*任務說明*
請接續這篇談靜心清除前世罪惡感的文字，從最後一句之後往下寫。

*擷取文字*
---------------

這幾天在整理與清除前世帶來對金錢看待的罪惡感和覺得不配得到一切的支持,這些來自前世的能量依舊在我的能量場中共振,在靜心中「請求天使協助我放下過去的罪惡感,記得我是神完美的孩子;解除因個人過錯而在所有時間向度中引發的影響,我願意在當下徹底釋放所有的內疚感。我從頭到腳愛我真正的樣子。」

就在這幾天,我在靜心中會做這些清除,昨夜在夢裡看到很可怕的惡魔的臉,對著我怒吼,那惡魔的臉不斷地在變化,不停地對著我怒吼,還要把我吃掉的樣子,在夢裡我很緊張地看著惡魔的臉,我不斷地告訴惡魔:「我是神聖之子,我是光,我是愛,我是完美無缺的,我寬恕一切,我原諒自己…」後來惡魔的臉越來越糢糊…然後我醒來,我發現嘴裡還在唸著「我是愛,我是完美的,我配得一切…」,也察覺到我的身體是澎漲的、手是張得很大的,似乎要抓什麼…;我回到我的心看看有沒有發生什麼事,我覺察我的心是有點緊張,但;沒有恐懼,這時我的身體同時也慢慢地恢復。哇…,我心想沒有恐懼ㄝ,如果是以前,我早就嚇得半死,全身冒冷汗,極度地恐懼。這時我想到我的內在小孩,我回到內在看了她一下,她非常的高興看著我,跳來跳去的;我告訴她:「我們戰勝了」,繼續睡覺吧。

隔天醒來後,整理房間時發現有一根羽毛在地坂上,天使,昨夜真的在協助我清除罪惡感,今天靜心時發現我的身體空間變大了,而且感覺到我的DNA在改變中,很可能會從2股轉變為12股,不管怎麼樣,我釋放了過去的能量,重新找回新能量,也再次的肯定自己是配得到一切,我是豐盛的,我是完美的,我是神聖的。

I spent these days clearing a feeling of guilt and a deep sense of undeserving and unworthiness that I have had from my past-life experience. But because these old beliefs were still "up" in my energy field, during my meditation, I asked all the angels to help me let go of the guilt in the past ; remember I am God's perfect child; and remove the impact in any time span due to my personal mistakes.
      Also, I was willing to relieve all the feelings of guilt and loved just the way I was. While working on the clearing, I had a nightmare one night.   In the dream, I saw a very scary devil's face yelling at me.   The devil's face was constantly changing and screaming at me. I felt that it was going to eat me alive.   I looked at the face nervously and kept telling the devil that I was God's child, the light of the world, and love.   I was perfect and have forgiven myself and everything else.

---------------

*摘錄資料列*

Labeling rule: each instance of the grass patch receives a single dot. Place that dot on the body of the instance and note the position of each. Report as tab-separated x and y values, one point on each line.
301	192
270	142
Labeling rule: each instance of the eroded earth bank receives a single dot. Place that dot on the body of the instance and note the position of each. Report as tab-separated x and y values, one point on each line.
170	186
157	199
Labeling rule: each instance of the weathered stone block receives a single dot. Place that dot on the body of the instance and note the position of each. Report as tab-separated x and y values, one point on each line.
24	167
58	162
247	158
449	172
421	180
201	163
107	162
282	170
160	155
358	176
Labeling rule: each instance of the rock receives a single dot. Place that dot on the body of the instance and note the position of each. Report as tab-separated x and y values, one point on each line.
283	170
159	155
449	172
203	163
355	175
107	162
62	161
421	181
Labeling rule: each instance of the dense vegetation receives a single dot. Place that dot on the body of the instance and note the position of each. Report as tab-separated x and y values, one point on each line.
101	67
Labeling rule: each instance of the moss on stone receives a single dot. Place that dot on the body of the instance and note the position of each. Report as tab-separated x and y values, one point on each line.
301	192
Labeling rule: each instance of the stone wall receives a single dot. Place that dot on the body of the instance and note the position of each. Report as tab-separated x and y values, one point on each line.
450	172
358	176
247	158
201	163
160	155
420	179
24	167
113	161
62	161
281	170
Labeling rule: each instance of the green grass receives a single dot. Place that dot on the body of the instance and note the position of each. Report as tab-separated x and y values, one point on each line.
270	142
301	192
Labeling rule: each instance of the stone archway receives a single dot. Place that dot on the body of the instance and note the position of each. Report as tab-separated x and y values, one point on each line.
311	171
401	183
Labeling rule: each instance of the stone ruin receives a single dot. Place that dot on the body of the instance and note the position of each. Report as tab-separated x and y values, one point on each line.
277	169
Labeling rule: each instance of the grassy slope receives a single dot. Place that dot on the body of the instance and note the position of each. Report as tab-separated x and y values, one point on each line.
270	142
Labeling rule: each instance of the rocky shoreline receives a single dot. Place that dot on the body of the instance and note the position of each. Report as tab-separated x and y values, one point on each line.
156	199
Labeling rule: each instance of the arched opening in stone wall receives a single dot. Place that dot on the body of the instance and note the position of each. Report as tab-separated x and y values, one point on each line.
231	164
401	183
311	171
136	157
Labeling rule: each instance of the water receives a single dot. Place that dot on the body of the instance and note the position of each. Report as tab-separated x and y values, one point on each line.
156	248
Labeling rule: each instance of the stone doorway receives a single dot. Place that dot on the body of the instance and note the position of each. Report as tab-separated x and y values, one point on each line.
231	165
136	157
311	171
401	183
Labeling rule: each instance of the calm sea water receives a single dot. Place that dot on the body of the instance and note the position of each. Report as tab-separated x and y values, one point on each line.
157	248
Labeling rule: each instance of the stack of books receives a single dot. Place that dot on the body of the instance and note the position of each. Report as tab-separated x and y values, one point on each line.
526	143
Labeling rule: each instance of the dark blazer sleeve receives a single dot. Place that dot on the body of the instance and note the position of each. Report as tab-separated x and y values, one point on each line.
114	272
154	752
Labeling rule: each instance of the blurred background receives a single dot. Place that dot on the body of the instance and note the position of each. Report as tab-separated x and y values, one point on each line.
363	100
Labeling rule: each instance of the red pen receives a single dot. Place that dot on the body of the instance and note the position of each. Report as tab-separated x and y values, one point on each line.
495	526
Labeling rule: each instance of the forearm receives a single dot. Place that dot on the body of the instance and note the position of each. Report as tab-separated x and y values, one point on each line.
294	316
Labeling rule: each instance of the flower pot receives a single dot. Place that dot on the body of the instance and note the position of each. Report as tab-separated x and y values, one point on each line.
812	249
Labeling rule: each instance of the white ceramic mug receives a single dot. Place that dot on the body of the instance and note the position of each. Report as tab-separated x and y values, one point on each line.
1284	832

---------------

*練習答案*
      And then, the devil's face became more and more blurry. Shortly afterwards, I woke up and found out I was still saying something like I was love and perfect and I am deserving. My body was going up and down and my hands were open wide, almost like I was trying to grape something. I tried to feel my heart.   Apart from feeling nervous, I had no fears.           
      Meanwhile, my body was slowly back to normal. I thought to myself, 'Wow, I did not have any fears at all.   How could it be?   If it were in the past, I would be scared to death and broke into cold sweat.'  
      Suddenly, I thought of my inner child and checked upon her. She looked at me and jumped around excitedly. I softly said to her, 'We have won the battle and now go to bed."  

The next day, I woke up and found a feather on the floor.   Indeed, the angels were helping me clear the feeling of guilt.   I felt the space in my body was bigger and my DNA was in the process of changes.   Throughout the whole experience, I replaced my past-life energies with brand-new ones. 
      All in all, I start to believe again that I am deserving, worthy, abundant, perfect, and holly.